--- Input data ---

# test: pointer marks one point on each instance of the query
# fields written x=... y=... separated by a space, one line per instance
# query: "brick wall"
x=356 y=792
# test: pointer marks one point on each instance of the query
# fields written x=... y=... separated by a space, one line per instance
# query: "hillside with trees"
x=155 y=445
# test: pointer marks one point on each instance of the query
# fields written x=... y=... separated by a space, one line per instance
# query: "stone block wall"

---

Please transcribe the records above in full, keeping every word.

Answer to this task:
# test: pointer marks one point on each instance of the query
# fields written x=... y=... separated by a space, one line per instance
# query: "brick wall"
x=356 y=792
# test: pointer marks one point on each instance of the query
# fields written x=... y=... separated by a space, one line per instance
# query: "hillside with trees"
x=155 y=445
# test: pointer marks one point on each instance of the query
# fields written x=... y=... separated by a space, one line per instance
# query: "stone block wall"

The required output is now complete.